● Provided data:
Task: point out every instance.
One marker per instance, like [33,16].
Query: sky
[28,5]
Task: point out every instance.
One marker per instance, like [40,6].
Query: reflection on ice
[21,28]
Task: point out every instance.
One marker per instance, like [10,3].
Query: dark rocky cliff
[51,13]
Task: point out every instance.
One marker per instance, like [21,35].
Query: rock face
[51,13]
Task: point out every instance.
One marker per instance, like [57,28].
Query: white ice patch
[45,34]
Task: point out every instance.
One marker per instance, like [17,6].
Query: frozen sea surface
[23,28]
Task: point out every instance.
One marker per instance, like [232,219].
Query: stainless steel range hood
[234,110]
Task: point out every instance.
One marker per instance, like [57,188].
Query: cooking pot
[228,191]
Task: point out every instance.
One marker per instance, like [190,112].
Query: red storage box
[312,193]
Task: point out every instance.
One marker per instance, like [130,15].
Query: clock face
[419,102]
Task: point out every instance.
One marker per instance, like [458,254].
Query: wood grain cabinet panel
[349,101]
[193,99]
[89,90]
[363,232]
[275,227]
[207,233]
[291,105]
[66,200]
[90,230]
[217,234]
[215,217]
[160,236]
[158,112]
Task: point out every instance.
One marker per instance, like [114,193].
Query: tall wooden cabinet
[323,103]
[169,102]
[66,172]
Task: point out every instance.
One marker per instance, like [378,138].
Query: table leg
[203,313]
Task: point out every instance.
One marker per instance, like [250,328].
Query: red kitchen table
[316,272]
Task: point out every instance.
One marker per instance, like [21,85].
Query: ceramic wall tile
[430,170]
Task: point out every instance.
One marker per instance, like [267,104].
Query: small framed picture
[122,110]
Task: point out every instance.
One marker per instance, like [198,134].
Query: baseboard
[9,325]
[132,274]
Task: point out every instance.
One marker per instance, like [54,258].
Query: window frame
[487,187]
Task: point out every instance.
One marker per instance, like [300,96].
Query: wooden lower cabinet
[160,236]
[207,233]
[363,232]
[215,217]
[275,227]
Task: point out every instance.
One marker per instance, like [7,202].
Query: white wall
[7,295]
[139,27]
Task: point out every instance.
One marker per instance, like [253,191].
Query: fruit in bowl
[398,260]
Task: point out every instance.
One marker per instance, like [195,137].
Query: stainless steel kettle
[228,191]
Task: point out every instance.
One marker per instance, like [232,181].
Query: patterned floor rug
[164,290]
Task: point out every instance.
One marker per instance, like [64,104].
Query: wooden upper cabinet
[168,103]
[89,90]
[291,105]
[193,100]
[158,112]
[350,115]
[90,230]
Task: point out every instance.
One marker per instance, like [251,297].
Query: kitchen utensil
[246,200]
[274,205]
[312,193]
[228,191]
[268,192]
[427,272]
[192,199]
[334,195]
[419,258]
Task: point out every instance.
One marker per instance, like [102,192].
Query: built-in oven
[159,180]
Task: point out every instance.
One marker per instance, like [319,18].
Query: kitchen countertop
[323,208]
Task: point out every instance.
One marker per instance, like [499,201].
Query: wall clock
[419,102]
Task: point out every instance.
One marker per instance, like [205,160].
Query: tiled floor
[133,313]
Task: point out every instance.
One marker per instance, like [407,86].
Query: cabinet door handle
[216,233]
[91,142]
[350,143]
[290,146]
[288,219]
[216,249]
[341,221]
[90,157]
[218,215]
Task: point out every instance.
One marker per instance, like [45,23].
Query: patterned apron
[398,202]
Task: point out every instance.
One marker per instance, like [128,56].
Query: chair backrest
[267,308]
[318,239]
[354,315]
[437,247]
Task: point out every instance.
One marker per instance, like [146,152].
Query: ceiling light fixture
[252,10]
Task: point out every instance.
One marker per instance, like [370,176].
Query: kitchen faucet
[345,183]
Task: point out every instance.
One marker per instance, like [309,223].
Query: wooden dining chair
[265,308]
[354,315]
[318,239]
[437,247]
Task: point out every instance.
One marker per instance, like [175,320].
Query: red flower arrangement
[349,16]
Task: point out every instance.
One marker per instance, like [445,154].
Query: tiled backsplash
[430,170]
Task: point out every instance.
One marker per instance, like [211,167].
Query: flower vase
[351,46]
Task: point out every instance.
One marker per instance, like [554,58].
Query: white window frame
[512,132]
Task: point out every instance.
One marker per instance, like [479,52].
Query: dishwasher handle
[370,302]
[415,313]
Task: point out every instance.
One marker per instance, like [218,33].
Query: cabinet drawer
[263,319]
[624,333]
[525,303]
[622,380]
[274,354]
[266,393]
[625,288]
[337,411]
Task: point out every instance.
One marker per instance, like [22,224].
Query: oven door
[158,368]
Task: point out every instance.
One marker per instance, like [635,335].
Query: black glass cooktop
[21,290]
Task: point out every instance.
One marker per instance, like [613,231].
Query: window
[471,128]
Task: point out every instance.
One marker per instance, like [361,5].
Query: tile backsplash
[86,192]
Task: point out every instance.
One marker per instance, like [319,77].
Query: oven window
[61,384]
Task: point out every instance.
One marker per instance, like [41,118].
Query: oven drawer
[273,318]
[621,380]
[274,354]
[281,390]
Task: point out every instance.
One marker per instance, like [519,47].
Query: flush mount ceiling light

● Set problem: Pull out every line of the data above that contains the string "cabinet", treating uppercase and lowercase as different.

● Result:
Query: wood grain cabinet panel
Query: tall wooden cabinet
Query: wooden lower cabinet
Query: wooden upper cabinet
Query: cabinet door handle
Query: cabinet drawer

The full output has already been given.